Exercise A >> In the accessibility article about the University of Manitoba, how many students were actively using Student Accessibility Services in the 2014-2015 academic year?
Exercise B >> Carry on the article about Access Awareness Day at the University of Manitoba from the point where it ends.

Given passage >>
START

Leaders in accessibility
Access Awareness Day promoting accessibility issues since 2001
The University of Manitoba is seen as a leader in the area of accommodation and accessibility across Canadian post-secondary institutions. Advancing the needs of students with disabilities is Student Accessibility Services (SAS).
In the 2014-2015 academic year, there are about 2000 students registered with the SAS office, with 1100 actively using the services, providing support to students with disabilities, by offering note-taking, sign language interpretation, exam accommodations, providing specialized classroom equipment and more. In addition, SAS and Physical Plant operate an accessible transportation service on Fort Garry campus for students, staff and faculty who have limited mobility.
Since 2001 Student Accessibility Services (SAS) has hosted the Access Awareness Day – an annual event designed to promote the inclusion of persons with disabilities. On this day, SAS aims to bring awareness to the U of M community about the areas in which accessibility has improved and the areas that the university, as a community, is still working on.
“Within the UofM’s strategic plan, ‘providing accessibility and reasonable accommodation in all of our programs for students with disabilities’ is an identified goal. Access Awareness Day provides an opportunity promote inclusion and to celebrate our successes,” says the director of student advocacy and accessibility, Brandy Usick.

END

Data block >>
START

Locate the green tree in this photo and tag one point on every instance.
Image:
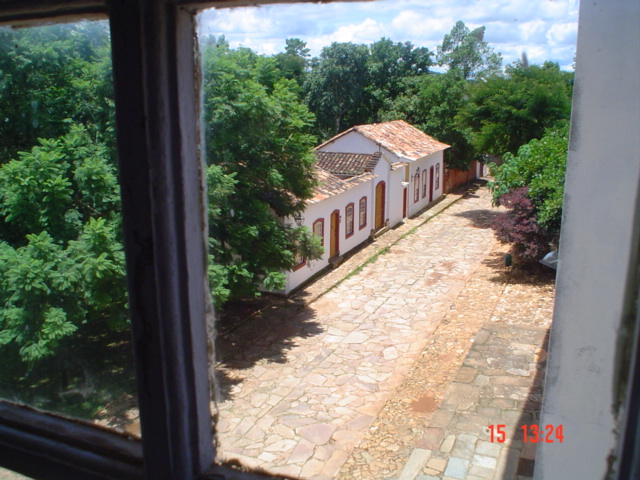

END

Output A >> About 1100 students.

Output B >>
This year Access Awareness Day will be held on Thursday, February 4, 2016. A variety of organizations will be on the main floor of University Centre to promote awareness of disability-related issues and services at the U of M. The day also serves to let students know about the accessibility office. Additionally, the event serves as a recruiting tool as well for the accessibility office, which hires a large number of students each year to assist with their programs.
It’s important to consider accessibility in every feature of campus, which provide benefits for everyone, not only persons with disabilities say Carolyn Christie, a coordinator with Student Accessibility Services. As such, the accessibility office follows the principles of universal design and universal instructional design to maximize learning and accessibility for all people on campus. These services are offered to both students and staff.
“For instance, an accessible door button is useful for a student using a wheelchair, as well as for a person delivering items to a building,” says Christie. “Accessible course materials allow for students to review the material in the format that suits their learning best such as, reading, audio, large print etc. which can assist students with disabilities as well as students who have different learning styles.”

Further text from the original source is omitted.